TÂCHE À RÉALISER> Pourriez-vous prolonger le texte sur l'agneau pascal et le rachat des premiers-nés en reprenant juste après sa dernière phrase ?

TEXTE SOURCE>
........
Dieu demande au peuple le sacrifice d’un agneau, le sang doit être aspergé sur les linteaux des portes, en signe de protection et d’une appartenance nouvelle à l’Éternel, le Dieu d’Israël. En effet, le rachat d’Israël par le sang n’est pas une simple délivrance spirituelle, mais un réel changement de « propriété », des dieux de l’Égypte (12,12) vers le Dieu d’Israël. Non seulement Dieu démontre sa toute-puissance, mais il indique aussi son choix souverain ; son regard tourné vers Israël (11,7) qui devient un signe.

Pourquoi du sang aspergé est-il alors nécessaire ? Qu’en est-il des Égyptiens qui choisissent de mettre eux aussi du sang sur les portes de leurs maisons ? Ou encore des israélites qui n’en font rien ?

Si dans le texte il apparait que « tous » les Égyptiens furent frappés et qu’aucun israélite ne fut touché (11,7). Était-ce une réalité absolue ? Ou le narrateur cherche-t-il à simplement témoigner de la différence que Dieu fait entre l’orientation spirituelle de deux peuples que tout oppose ? Individuellement, l’israélite et l’égyptien avaient un choix personnel à faire dont on connait les conséquences (12,13).

Pour la plupart des commentateurs, le sacrifice de Pessa’h est un sacrifice de substitution, lorsque le fléau[8] frappe l’Égypte, il touche tout le monde, l’israélite comme l’Égyptien. Seul le sang de l’agneau protège l’homme premier-né de la mort. Cet agneau devait être un jeune mâle, sans défaut, dont la vie est ôtée en rançon de celle de l’homme premier-né. Aussi, lorsque Dieu juge l’Égypte en frappant toutes les familles, l’ange exterminateur passe au-dessus de celles qui ont appliqué le sang de l’agneau sur les linteaux des portes. Le sang rachète ainsi la vie et donne une nouvelle appartenance, une nouvelle identité à celui qui a été racheté.

En même temps que l’instauration du rituel pascal, Dieu demande le rachat de tous les premiers-nés qui naîtront après ce moment. Dieu déclare que les premiers-nés lui appartiennent. Il sera désormais nécessaire d’offrir chaque année un sacrifice de « rachat » pour tous les premiers-nés du peuple ou même du bétail[9] [10]. Ce sera comme un signe, en mémoire de la délivrance que Dieu a accordée à son peuple lorsqu’il était en Égypte.
........
INFORMATIONS EXTRAITES>
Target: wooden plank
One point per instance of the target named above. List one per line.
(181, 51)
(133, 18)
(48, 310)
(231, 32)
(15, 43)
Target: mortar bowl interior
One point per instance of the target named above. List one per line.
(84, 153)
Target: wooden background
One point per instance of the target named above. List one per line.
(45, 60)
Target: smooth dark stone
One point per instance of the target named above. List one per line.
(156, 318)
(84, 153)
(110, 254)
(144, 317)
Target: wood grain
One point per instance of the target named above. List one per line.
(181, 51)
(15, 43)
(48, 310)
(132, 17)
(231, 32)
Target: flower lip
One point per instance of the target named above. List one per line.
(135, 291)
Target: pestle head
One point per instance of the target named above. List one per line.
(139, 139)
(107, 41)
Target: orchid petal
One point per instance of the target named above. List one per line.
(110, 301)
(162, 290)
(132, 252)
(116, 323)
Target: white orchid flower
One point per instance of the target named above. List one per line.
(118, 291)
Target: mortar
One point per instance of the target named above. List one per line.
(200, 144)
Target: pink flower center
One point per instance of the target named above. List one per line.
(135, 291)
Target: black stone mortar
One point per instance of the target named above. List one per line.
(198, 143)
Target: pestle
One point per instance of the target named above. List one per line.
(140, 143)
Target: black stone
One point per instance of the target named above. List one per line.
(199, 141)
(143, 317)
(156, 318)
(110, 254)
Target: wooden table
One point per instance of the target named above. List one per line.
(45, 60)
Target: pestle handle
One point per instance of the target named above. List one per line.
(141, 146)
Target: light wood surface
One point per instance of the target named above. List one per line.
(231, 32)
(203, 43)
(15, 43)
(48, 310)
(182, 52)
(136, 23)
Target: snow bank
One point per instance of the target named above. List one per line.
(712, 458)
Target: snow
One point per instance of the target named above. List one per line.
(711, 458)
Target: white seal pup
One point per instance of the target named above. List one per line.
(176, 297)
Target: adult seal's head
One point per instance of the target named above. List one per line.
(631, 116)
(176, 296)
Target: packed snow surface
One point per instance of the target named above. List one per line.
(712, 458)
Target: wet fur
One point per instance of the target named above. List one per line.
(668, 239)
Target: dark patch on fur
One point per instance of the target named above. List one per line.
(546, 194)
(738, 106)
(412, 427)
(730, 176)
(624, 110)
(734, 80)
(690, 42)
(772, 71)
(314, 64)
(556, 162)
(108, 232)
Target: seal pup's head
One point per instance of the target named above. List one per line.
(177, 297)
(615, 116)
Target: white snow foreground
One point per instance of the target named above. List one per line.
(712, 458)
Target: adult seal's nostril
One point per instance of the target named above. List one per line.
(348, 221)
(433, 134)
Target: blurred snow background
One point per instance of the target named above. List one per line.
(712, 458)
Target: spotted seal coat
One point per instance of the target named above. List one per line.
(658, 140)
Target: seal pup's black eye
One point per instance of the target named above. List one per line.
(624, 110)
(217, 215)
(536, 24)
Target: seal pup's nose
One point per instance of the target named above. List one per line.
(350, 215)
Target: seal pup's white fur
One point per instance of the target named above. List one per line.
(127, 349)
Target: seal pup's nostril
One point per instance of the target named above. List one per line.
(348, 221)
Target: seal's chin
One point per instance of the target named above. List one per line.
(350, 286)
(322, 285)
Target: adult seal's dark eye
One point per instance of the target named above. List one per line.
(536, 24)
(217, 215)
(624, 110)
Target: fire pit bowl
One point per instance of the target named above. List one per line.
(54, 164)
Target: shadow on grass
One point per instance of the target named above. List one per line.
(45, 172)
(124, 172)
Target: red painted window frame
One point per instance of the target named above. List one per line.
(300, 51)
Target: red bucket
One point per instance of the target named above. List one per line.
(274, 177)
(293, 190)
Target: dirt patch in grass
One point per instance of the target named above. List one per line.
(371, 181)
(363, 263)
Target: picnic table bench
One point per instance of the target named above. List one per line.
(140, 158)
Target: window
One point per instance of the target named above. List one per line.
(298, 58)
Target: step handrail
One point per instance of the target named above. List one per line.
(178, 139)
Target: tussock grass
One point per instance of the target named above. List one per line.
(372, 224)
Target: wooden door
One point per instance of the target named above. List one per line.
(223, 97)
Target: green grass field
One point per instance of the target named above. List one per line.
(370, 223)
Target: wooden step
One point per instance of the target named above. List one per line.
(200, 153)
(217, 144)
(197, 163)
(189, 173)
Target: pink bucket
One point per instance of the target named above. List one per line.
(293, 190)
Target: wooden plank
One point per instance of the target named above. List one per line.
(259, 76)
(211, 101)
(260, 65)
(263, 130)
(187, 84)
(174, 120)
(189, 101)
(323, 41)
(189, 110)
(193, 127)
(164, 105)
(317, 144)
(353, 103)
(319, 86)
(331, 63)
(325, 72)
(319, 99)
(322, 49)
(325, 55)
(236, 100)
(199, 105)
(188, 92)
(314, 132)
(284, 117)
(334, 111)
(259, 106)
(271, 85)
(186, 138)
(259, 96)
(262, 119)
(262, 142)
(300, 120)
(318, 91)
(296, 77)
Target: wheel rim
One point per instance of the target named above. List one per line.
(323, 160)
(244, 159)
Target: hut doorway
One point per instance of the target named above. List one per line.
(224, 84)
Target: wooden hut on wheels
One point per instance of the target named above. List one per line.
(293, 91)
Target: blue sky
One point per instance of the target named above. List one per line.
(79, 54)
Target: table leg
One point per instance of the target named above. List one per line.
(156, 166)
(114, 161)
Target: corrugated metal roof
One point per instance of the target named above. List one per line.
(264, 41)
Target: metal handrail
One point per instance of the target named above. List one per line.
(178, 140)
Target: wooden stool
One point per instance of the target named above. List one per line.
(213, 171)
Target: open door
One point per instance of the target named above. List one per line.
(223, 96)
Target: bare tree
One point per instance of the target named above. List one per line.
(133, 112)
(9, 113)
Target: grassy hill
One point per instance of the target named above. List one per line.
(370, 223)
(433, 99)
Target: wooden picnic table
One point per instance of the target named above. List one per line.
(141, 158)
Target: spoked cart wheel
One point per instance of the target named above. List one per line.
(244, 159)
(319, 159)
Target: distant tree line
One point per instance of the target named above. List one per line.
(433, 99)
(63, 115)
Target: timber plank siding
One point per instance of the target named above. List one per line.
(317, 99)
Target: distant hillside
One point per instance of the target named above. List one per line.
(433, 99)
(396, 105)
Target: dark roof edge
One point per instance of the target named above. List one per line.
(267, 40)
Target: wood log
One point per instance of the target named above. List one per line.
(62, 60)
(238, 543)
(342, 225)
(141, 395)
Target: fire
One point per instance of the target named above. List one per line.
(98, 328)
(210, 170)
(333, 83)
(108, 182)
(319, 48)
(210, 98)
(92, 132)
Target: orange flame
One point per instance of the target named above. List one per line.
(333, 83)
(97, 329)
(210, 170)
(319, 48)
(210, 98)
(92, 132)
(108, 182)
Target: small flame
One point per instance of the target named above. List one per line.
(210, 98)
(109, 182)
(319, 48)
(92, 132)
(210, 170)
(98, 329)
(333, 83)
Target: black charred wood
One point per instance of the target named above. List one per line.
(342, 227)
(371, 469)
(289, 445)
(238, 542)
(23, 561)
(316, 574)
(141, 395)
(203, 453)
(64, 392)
........
RÉSULTAT PRODUIT>
Pessa’h est la première fête que Dieu instaure. Elle est le commencement de la marche avec Dieu. C’est aussi la première fois que Dieu ordonne un sacrifice, en l’occurrence un sacrifice de substitution, une vie donnée pour celle d’un autre, un sang versé pour celui d’un autre, le signe d’un changement d’appartenance, un prix payé pour le rachat d’une vie.

Plus fortement encore, Dieu organise le rachat d’Israël, son premier né (Exode 4.22-23). De la même façon que Dieu avait demandé à Abraham d’offrir en holocauste son propre fils, et qu’il avait pourvu par un bélier offert en lieu et place d’Isaac, Dieu annonce en quelque sorte un sacrifice de substitution pour Israël, le premier-né de ses fils. Selon la Loi, le premier-né est racheté par le sacrifice d’un agneau. Le sang de celui-ci représente sa vie[11]. Il est versé à la place de celui du premier-né.

Le parallèle est saisissant entre l’Akédah d’Isaac et la fête de Pessa’h : Dieu a enfanté Israël, son aîné, et a instauré Pessa’h comme sacrifice de substitution, sacrifice d’un agneau sans défaut. Dieu pourvoit lui-même à ce sacrifice lors de l’Akédah d’Isaac.

Si nous sommes d’accord pour affirmer que Dieu a, d’une certaine façon, enfanté Israël, nous pouvons tout de même nous poser la question : à partir de quel moment peut-on dire qu’Israël est un peuple ?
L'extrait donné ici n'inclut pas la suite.